§ Sayfa Alıntısı
====

HayrettinKaraman.net
Mobil - Metin Versiyonu

[Facebook] - [Twitter] - [YouTube] - [instagram]

Ana Sayfa | Hakkında | Makaleler | Kitaplar | Soru Konuları | Soru Listesi | Konuşmalar | Şiirler | Besteler | İndeks | Rastgele Oku | Yeniler | Geri Git | İleri Git

Bu Kitapta: Önceki Makale | Sonraki Makale | İçindekiler |


TEHDİT DEĞERLENDİRMESİ
Demokratik cumhuriyet rejimine karşı şeriatçılığın (siyasal İslâm'ın, köktendinciliğin, irticâ'ın...) en büyük tehlikeyi teşkil ettiğini ve bu tehlikenin terör tehlikesine eşit bulunduğunu iddia ederek tedbir alınmasını isteyenleri, yirmi sekiz Şubat'tan bu yana -İmam-Hatipler'in orta kısımlarını ve Refah Partisi'ni kapatmak gibi- alınan tedbirlere ek olarak Meclis'e sevkedilen irtica yasalarının da sür'atle kanunlaştırılmasını bekleyenleri ikiye ayırmak gerekir: 1. Aslında dine ve toplum içinde dinî hayatın her çeşit tezahürüne karşı olup bunları ortadan kaldırmak üzere 'irtica'ı bahane ederek ilgilileri harekete geçirmek ve Müslümanlar'ın dinî hayat alanlarını asgari boyutlarına indirmek için çaba gösterenler. 2. Bütünü ile dine ve dinî hayata değil, yalnızca siyasette dinin referans olmasına karşı olanlar, yalnızca bunu, demokrasiye karşı tehlike olan irtica olarak değerlendirenler, irticayı önleme tedbirlerini ve yasalarını "dinin siyasallaşmasını" engelleyecek çare olarak görenler.

====

§ Çıkarılan Veriler
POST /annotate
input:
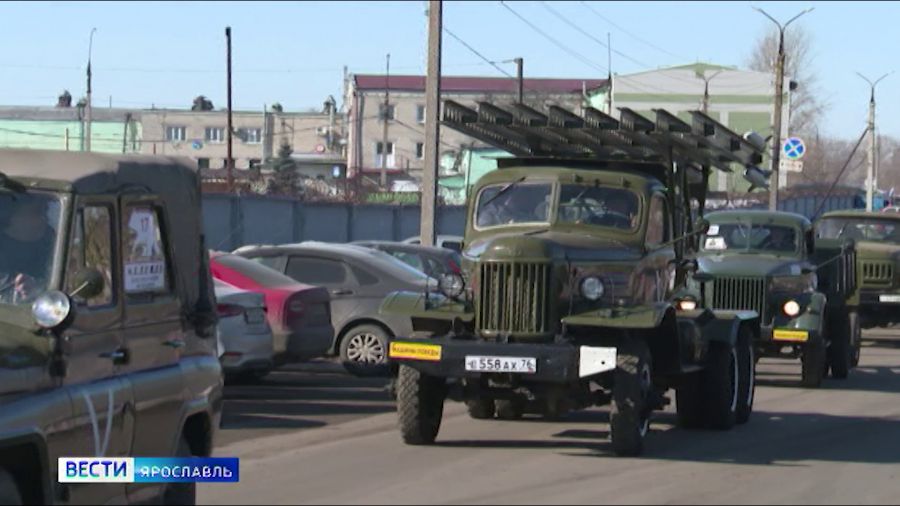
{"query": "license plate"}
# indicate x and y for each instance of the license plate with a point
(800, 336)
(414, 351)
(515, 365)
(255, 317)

====

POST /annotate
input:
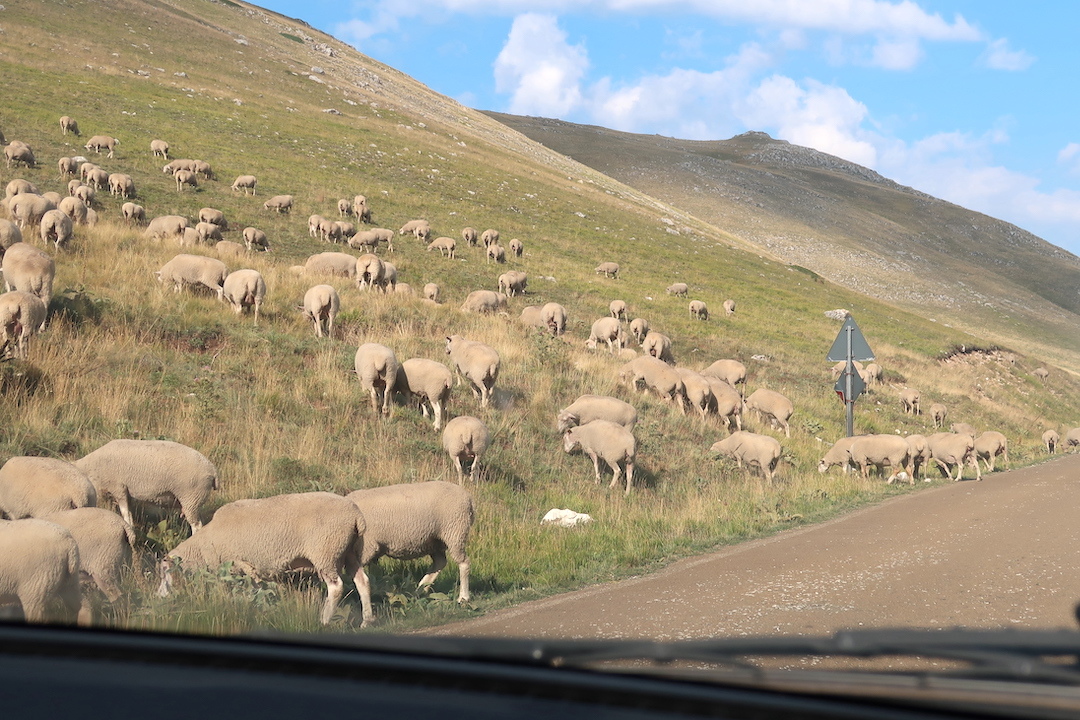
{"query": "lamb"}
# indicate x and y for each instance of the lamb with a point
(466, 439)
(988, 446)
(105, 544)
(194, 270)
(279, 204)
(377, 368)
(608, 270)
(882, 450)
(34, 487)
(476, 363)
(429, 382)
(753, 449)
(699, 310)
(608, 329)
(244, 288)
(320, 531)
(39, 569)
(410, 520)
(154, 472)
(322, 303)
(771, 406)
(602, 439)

====

§ Alıştırma 1
Tehdit değerlendirmesi yazısında, yirmi sekiz Şubat'tan bu yana alınan tedbirlere örnek olarak hangi kapatmalar anılıyor?
§ Alıştırma 2
Tehdit değerlendirmesi yazısını son cümlesinden sonra sürdürün.

§ Yazılı Yanıt 1
İmam-Hatipler'in orta kısımlarının ve Refah Partisi'nin kapatılması.

§ Yazılı Yanıt 2
Birinci grup dinin aslına karşı oldukları için bunlarla -belli sınırlar içinde de olsa- din ve vicdan hürriyetini konuşmanın bir anlamı ve faydası yoktur. Onlara karşı yapılacak şey, bütün insan hakkı savunucularının işbirliği yaparak düşündüklerini gerçekleştirmelerine fırsat vermemekten ibarettir.
İkinci grup mensupları demokrasiye inanmakta, özgürlükçü demokrasiyi bir ideoloji gibi benimsemekte ve ona yönelen her tehlikeyi -bazılarına göre bir süre demokrasiyi askıya alma pahasına da olsa- bertaraf etmeyi zorunlu görmektedirler. Bunlarla, gerçekten demokrasiyi ortadan kaldırmaya, insanları belli bir inanç ve hayat tarzı bütününe mecbur etmeye yönelik bir "irtica" tehlikesinin bulunup bulunmadığını konuşmakta, gerçekleri ortaya koyarak doğru tesbitler ve teşhisler üzerinde anlaşma sağlama çabası göstermekte fayda vardır/olabilir.
Böyle inananlara göre Türkiye'de bir irtica tehlikesinin bulunduğunun kanıtları "istihbarat, bir kısım aydınlar ve bürokratlar ile medyanın ve halk çoğunluğunun paylaştıkları kanaattir." Bu kanıtların (!) ve kanaatin hiçbir ilmi desteği ve dayanağının olmadığı malumdur. Bir kere halk çoğunluğunun bu konuda ne düşündükleri ile ilgili hiçbir ilmi araştırma mevcut değildir. Yapılan yanlı, eksik ve genellemeye dayalı araştırmaların ortaya koyduğu sonuç bile halk çoğunluğunun böyle düşünmediğidir. Bir kısım aydınlar, bürokratlar ve medyanın kanaatleri "olanı değil, onlara göre olması gerekeni" yansıtmaktadır. İstihbarat ve onun değerlendirilmesi konusu ise başlıbaşına bir problem teşkil etmekte, çoğu kez devleti ve yöneticileri yanlış yönlere sevketmektedir.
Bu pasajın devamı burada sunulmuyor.